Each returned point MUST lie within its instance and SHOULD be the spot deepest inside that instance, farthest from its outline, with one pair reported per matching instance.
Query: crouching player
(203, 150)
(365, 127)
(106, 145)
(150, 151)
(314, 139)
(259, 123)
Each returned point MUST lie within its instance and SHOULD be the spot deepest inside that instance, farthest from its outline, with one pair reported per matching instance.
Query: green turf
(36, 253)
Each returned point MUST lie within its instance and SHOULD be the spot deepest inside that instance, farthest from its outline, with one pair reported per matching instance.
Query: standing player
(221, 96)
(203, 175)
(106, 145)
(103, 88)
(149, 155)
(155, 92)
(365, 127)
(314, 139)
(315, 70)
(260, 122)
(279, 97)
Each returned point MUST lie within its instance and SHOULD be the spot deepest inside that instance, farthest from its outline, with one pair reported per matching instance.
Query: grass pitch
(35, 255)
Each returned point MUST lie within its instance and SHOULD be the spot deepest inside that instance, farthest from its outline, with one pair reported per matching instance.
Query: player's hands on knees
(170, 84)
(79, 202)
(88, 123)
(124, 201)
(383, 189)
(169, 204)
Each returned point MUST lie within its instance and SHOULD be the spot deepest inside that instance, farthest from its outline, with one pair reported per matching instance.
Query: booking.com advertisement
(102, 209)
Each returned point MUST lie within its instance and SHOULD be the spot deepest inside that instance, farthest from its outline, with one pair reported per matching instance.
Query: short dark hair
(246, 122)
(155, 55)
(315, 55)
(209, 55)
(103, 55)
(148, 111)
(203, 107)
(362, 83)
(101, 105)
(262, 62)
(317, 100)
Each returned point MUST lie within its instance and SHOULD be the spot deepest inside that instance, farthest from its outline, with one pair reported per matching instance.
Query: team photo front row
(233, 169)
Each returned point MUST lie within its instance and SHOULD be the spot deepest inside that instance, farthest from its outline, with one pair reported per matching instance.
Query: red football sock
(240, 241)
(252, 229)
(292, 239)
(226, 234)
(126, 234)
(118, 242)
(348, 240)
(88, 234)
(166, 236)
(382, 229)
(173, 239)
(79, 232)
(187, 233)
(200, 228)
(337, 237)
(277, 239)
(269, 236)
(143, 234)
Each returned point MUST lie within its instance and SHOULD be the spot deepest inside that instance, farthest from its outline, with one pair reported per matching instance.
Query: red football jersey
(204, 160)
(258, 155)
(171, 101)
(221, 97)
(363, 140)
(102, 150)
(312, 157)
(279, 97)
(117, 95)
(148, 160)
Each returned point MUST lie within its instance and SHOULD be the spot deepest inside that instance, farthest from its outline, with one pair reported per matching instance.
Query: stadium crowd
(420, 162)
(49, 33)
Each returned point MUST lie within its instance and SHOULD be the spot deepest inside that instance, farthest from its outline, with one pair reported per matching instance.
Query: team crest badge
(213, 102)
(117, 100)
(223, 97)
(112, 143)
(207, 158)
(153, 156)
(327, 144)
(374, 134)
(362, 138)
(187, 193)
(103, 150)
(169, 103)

· · ·

→ Instructions to follow: From the first line to the last, return the data exactly as written.

→ Solution to this exercise:
Each returned point MUST lie within its instance and SHOULD be the spot deepest inside that instance, farthest from its outline, with one pair reported per matching instance.
Query: crouching player
(203, 150)
(365, 127)
(106, 145)
(150, 151)
(314, 139)
(259, 123)
Each returned point MUST lie within its instance and SHOULD be the spot deepest inside that instance, farthest from its outline, with one pair reported per matching instance.
Query: green turf
(36, 253)
Each returned point MUST lie within its instance and SHOULD be the spot deepest inside that instance, farthest from its outline, with one pair reported per matching instance.
Query: standing player
(221, 96)
(203, 175)
(106, 145)
(103, 88)
(149, 155)
(155, 92)
(365, 127)
(314, 139)
(315, 70)
(260, 122)
(279, 97)
Each returned point MUST lie within its instance and SHOULD be the spot deepest inside that instance, farthest from its outline, with one pair reported per matching instance.
Query: grass pitch
(35, 255)
Each returned point MUST lie within its instance and SHOULD be the spot deepest inside that instance, farthest from its outline, with one pair reported per matching instance.
Query: player's hands on knees
(170, 84)
(79, 202)
(88, 123)
(124, 201)
(383, 189)
(169, 204)
Each returned point MUST lie within its instance and SHOULD be the spot deepest inside that instance, farthest from its outline, with one pair reported per matching instance.
Query: booking.com advertisement
(102, 209)
Each returned point MUST lie within its instance and SHOULD be the spot deepest inside that instance, farthest from its outline, with one pair reported per matching instance.
Query: short dark hair
(246, 122)
(155, 55)
(315, 55)
(209, 55)
(103, 55)
(148, 111)
(203, 107)
(362, 83)
(101, 105)
(262, 62)
(317, 100)
Each returned point MUST lie within its instance and SHOULD be the spot deepest inside that instance, farthest from its outline, with one pair reported per matching instance.
Query: team photo front row
(233, 169)
Each returned point MUST lie within its instance and SHOULD be the spot deepest inside that instance, farthest from its outline, with one pair reported per matching instance.
Query: red football sock
(240, 241)
(252, 229)
(292, 239)
(226, 234)
(126, 234)
(118, 242)
(348, 240)
(88, 234)
(166, 236)
(382, 229)
(173, 239)
(79, 232)
(187, 233)
(200, 228)
(337, 237)
(277, 239)
(269, 236)
(143, 234)
Each returned point MUST lie within its instance and SHOULD be the spot deepest inside that instance, farthest from its outline, with one pair reported per matching instance.
Query: red football jersey
(204, 160)
(258, 155)
(171, 101)
(221, 97)
(363, 140)
(102, 150)
(312, 157)
(279, 97)
(117, 95)
(148, 160)
Each returned point MUST lie within its instance and SHOULD be the spot deepest inside that instance, farthest from its outline, with one pair reported per matching instance.
Query: stadium crowd
(420, 162)
(49, 33)
Each returned point MUST lie within its instance and SHOULD be the spot deepest inside that instance, farthest from its outline, with one pair reported per matching instance.
Query: team crest badge
(213, 102)
(117, 100)
(223, 97)
(112, 143)
(207, 158)
(153, 156)
(327, 144)
(374, 134)
(362, 138)
(187, 193)
(103, 150)
(169, 103)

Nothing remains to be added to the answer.